The EP was recorded at Sweet Foot Studios in Easton and then mixed by Aaron Youngberg and mastered by David Glasser at Swingfingers in Colorado.
“We originally had 12 songs [in mind], recorded nine and in the end,” he said, “these five were the ones I thought were the best.”
Cofod, a 2012 high school graduate, celebrates his Southern Maryland roots in “Herrington Harbor,” the lead track.
“We played it so many times, and it never really came to completion or sounded like a whole song,” Cofod said of the song, which he described as instrumental folk. “But then we had a gig at Herrington Harbor, and we were like, ‘Why don’t we try this song? We’re almost there with it, so why don’t we wing it?’ and people really enjoyed it.”
The song, which was co-written by Cofod and Michelson, took second prize in the instrumental division at the 36th annual Mid-Atlantic Song Contest, which was held in January in Washington, D.C., and sponsored by the Songwriters’ Association of Washington.
“They had this ceremony, and I went nonchalantly because I thought it would be these chill songwriters thing,” said Cofod, who lives in Columbia. “But there was a bunch of people there, and the winners were called up to the stage to give a speech. That was pretty cool.”
“Towards the Back of a Railcar” is the second track, and it was earned an honorable mention in the adult contemporary division at the MASC.
The chorus is “Can you shorten the fall/When the grounds already comin’/ Can we just make a call when the past it’s already runnin’.”
“I really liked the elements of storytelling when I wrote that,” Cofod said. “I really tried to retain that by keeping it specific because that’s something I like about songwriting, and I think that makes a song powerful, is if you keep it on the one object or close to it. That’s where I was in my head at the time I wrote that.”
“Known Before” is the group’s first rock tune that talks about noticing small things for the first time that have always been there.
“Leaving from the church, just the other day, noticed through the trees, a truck rusting away,” one verse reads. “Sometimes, it takes a long time to notice what’s around, like walking through the museum and staring at the ground.”
____________________
# Set of tasks
1. According to the EP article, who mastered the EP, and where?
2. Name every song title that appears in the EP article.
3. Pick up the EP article after its final sentence and carry it forward.

Dataset excerpt:
____________________
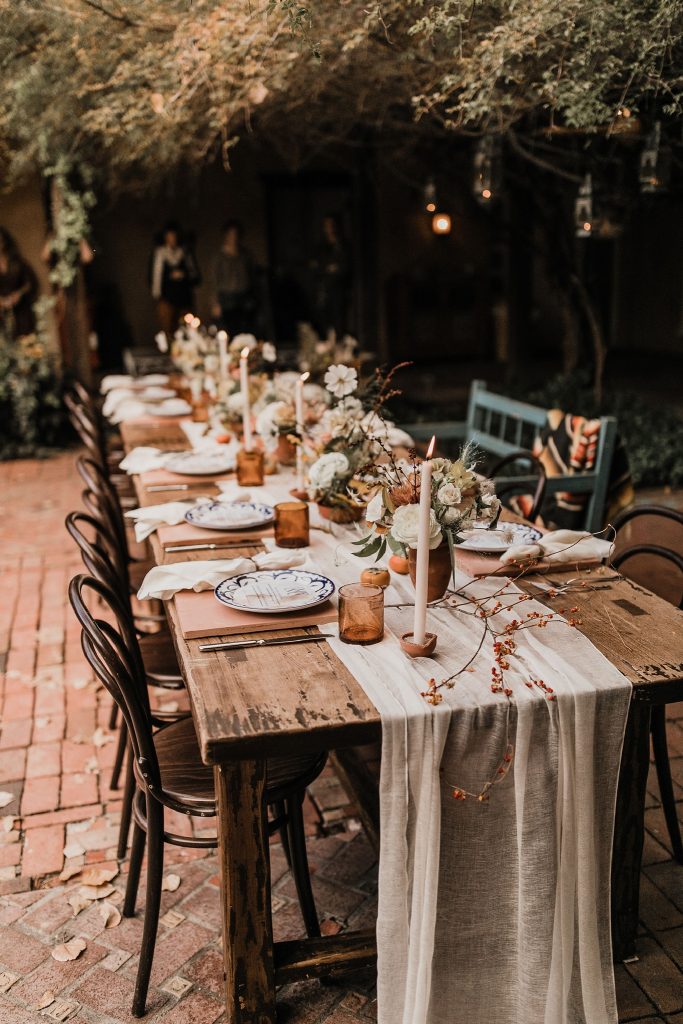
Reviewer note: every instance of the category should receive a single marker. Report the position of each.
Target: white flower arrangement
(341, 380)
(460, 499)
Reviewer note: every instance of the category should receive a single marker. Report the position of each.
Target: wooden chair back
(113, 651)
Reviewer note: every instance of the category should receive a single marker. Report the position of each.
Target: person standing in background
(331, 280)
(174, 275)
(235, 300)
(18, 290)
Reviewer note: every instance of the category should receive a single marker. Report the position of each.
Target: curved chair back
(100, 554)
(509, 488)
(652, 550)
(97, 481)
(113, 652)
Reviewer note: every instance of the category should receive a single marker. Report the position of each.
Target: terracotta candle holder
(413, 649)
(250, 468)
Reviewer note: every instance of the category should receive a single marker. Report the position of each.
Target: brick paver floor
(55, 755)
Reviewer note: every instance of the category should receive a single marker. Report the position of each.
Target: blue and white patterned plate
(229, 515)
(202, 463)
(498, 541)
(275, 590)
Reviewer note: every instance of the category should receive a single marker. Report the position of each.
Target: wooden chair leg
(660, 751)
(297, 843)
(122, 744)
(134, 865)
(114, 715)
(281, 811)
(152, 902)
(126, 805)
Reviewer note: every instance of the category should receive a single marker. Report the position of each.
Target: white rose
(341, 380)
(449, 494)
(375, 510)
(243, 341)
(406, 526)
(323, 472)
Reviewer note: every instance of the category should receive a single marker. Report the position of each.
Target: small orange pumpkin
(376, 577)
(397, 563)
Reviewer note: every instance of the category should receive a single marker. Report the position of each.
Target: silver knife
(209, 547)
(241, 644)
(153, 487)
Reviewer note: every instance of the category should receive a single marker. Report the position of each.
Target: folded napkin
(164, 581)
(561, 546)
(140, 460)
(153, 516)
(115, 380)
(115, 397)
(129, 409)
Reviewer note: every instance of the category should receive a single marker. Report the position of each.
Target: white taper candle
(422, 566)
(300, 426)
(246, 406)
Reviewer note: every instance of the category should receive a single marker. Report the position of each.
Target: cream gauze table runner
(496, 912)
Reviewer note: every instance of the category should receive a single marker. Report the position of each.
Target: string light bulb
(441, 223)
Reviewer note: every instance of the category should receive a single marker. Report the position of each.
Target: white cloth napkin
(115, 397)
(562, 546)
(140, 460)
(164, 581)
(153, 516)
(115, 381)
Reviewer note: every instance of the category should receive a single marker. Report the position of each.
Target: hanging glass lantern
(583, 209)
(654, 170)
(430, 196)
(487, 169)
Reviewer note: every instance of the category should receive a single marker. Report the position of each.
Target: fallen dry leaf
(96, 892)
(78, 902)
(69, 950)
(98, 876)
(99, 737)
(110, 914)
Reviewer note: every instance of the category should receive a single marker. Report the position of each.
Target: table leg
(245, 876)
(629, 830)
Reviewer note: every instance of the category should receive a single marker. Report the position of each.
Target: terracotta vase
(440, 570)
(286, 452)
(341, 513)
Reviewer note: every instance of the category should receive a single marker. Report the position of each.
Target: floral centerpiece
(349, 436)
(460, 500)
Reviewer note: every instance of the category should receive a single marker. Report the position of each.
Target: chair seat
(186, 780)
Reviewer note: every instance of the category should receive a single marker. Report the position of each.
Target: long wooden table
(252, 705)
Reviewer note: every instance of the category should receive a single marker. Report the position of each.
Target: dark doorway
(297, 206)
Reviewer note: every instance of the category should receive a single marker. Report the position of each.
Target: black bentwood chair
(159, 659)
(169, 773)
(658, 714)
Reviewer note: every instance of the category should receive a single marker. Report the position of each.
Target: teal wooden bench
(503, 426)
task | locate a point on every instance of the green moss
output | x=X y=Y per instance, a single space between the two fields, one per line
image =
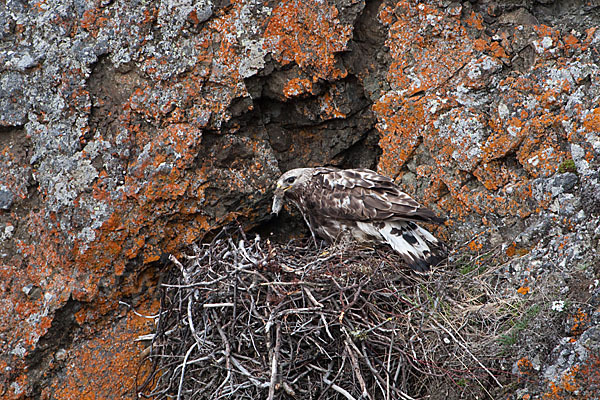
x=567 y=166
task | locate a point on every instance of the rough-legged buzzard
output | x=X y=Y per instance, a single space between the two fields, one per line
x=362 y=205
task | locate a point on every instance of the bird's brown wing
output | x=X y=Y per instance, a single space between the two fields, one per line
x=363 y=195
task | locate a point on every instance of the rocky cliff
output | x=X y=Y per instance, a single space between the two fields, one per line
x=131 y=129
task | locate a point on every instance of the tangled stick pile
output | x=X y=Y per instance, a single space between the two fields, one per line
____________________
# Final answers
1. David Glasser mastered it at Swingfingers in Colorado.

2. "Herrington Harbor," "Towards the Back of a Railcar," "Known Before"

3.
The song came about during a rare time when Cofod found himself alone at his in-laws’ house — he and his wife were living there at the time, along with his four brothers-in-law — and realized the drapes had a certain pattern.
“With technology now, we’re so caught up in our phones,” Cofod said, “that we don’t notice the small details.”
The song was originally intended to be an acoustic version, but that all changed one weekend when the band was rehearsing at a cabin in West Virginia.
“I was playing the song on an electric guitar while [the rest of the band] was outside,” he said. “They didn’t know the song, but they came in and said, ‘What the heck is that? It’s awesome. Let’s play that.’”
“Fiddle Loop” and the pop styled “Take a Walk” are the last two tracks on the EP.
“The first songs I wrote many were sad, and my wife told me I should just write a happy song,” Cofod said. “It’s just about how life keeps moving no matter what we do. It’s just all these really beautiful activities, and a reminder to enjoy everything while we’re here.”
“At one point everyone was like, ‘This is going to be great,’ and I was just along for the ride,” said Michaelsen, a park ranger for Prince George’s County who lives in Davidsonville. “I think the EP has some interesting flavors.”
Cofod, who previously released a self-titled album “Snippets” in July 2019, hopes to put out another album in the spring of 2021.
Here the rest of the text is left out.